[Dataset rows]
# # # #

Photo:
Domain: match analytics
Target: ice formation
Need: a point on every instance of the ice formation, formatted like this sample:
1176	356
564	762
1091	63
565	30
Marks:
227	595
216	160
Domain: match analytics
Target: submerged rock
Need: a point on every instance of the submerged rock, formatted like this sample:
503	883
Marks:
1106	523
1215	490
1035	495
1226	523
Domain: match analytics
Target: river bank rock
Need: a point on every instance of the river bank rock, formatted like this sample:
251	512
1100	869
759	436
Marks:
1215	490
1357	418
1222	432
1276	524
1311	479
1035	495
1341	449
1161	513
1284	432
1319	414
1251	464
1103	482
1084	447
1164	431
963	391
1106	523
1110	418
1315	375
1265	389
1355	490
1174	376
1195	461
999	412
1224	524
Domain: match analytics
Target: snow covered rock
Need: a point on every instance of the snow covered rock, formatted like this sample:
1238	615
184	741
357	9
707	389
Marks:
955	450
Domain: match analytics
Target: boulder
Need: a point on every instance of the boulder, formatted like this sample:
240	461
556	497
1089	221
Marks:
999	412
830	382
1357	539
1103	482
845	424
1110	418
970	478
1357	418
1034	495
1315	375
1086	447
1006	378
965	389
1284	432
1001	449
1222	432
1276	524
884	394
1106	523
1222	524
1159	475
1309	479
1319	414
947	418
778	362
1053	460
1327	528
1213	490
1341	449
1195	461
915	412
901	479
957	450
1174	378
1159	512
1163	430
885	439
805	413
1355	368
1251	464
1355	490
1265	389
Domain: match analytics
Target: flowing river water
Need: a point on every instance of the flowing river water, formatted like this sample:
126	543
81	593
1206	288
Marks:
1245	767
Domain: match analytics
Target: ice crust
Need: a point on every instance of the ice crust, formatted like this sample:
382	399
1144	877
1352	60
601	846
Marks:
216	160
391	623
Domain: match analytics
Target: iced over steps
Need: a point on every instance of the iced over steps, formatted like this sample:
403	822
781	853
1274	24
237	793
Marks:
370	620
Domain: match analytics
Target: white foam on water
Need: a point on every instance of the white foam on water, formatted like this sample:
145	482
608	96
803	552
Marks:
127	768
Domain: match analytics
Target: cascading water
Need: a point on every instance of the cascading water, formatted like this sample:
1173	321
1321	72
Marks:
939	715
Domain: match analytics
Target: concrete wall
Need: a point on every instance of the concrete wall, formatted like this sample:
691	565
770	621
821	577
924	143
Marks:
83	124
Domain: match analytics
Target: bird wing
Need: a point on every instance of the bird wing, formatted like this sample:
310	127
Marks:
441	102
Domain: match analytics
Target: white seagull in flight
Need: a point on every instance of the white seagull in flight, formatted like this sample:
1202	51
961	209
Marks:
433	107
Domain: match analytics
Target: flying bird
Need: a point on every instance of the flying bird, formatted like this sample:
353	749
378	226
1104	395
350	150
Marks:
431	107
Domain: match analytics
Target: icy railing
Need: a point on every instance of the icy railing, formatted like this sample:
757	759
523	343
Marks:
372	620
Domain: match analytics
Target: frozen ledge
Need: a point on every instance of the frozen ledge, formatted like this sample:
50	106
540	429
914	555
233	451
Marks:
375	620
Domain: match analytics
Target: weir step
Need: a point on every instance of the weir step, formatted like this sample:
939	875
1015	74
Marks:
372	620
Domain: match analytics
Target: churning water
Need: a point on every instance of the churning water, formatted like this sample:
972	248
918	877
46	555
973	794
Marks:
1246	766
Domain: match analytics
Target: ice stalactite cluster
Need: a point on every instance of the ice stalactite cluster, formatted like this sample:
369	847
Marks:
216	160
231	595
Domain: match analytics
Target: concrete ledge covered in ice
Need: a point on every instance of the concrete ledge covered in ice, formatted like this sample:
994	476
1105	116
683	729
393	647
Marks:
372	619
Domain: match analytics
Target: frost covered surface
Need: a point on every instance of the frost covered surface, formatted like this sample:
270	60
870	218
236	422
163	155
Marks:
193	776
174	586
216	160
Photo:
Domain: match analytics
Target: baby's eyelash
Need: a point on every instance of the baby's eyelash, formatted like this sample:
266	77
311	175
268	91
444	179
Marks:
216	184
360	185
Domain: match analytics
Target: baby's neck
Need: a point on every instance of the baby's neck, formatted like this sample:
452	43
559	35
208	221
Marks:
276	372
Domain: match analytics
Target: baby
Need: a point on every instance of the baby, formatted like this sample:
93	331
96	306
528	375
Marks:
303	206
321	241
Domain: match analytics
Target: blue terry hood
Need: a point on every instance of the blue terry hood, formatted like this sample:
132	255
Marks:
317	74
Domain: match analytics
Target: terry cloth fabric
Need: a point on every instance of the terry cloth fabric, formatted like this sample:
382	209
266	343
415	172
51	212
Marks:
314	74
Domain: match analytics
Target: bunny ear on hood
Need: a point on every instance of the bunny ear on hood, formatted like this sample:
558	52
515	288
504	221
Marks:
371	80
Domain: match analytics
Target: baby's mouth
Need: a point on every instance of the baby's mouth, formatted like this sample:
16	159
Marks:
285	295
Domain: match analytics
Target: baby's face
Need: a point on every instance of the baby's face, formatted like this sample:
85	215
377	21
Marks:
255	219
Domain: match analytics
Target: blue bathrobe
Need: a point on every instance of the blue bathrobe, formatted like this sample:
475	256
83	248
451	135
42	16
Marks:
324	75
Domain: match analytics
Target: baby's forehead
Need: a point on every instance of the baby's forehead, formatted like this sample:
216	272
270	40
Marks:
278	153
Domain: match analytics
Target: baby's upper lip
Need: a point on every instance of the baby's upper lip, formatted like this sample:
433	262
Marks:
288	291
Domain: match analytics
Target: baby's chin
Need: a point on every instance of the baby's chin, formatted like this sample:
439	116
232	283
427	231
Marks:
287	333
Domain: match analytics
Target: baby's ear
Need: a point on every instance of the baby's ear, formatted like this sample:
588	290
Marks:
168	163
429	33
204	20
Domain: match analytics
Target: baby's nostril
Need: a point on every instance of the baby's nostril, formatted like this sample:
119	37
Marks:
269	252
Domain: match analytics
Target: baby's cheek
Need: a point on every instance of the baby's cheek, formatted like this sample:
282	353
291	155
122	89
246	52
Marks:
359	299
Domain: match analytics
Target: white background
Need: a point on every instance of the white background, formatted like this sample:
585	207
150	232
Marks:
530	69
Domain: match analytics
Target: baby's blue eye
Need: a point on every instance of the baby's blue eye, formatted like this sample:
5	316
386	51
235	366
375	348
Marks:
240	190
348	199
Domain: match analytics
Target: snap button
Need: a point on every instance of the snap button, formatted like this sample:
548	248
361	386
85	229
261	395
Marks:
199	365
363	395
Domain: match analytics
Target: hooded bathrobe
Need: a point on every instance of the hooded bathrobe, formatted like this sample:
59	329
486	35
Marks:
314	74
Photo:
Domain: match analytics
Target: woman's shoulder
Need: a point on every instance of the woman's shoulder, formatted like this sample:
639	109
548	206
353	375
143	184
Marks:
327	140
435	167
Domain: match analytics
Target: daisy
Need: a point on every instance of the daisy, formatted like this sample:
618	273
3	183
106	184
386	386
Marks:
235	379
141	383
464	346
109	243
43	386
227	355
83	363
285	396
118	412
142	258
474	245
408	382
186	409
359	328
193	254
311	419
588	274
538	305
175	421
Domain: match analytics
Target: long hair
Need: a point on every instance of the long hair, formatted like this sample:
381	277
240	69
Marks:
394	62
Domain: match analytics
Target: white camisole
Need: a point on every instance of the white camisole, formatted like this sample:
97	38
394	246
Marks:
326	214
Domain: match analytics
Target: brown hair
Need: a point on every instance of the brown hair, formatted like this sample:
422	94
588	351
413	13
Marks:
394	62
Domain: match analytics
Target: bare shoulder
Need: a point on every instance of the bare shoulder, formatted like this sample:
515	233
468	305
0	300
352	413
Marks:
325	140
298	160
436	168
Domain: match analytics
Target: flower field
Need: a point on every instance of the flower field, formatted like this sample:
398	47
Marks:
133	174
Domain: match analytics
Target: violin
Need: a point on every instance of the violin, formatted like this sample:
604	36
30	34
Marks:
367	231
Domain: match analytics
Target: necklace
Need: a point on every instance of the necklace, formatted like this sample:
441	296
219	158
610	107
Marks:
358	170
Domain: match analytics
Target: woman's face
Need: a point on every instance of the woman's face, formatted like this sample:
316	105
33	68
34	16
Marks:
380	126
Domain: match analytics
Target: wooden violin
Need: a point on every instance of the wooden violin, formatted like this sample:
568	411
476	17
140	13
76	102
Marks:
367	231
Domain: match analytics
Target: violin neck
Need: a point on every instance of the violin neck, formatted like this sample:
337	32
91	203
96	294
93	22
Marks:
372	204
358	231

# # # #

→ DESCRIPTION OF THE TASK: Which lines of the data contain the string "snow", with case counting? Pick out and copy each of them.

→ RESPONSE TO THIS EXERCISE:
Target: snow covered rock
Need: a point on every instance of the snow covered rock, formatted like this sample:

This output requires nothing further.